Update the data starting at the line containing "If you could tag each instance of the car's" and ending at the end of the data: give those lines again with "armco barrier" changed to "guardrail" and everything else left as it is.
##### EXERCISE MATERIALS #####
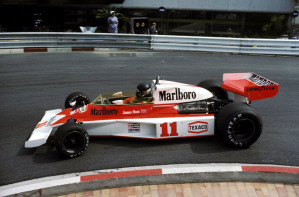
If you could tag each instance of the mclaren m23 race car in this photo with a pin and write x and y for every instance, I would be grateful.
(176, 110)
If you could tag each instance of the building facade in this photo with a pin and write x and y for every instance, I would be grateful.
(230, 18)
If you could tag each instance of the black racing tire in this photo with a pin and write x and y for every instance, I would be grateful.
(215, 88)
(238, 125)
(80, 98)
(71, 140)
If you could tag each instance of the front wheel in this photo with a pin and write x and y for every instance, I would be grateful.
(71, 140)
(238, 125)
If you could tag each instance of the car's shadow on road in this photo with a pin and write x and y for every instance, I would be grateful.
(198, 146)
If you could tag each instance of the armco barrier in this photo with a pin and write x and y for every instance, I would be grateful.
(155, 42)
#####
— FINISHED ANSWER —
If you could tag each instance of the car's shadow on road in this photo with a pin and write x and y for every instance, I would be grateful.
(198, 146)
If you could tag each instance of the guardrail in this photo with a pin and write x and y for every instance, I would be grateful.
(155, 42)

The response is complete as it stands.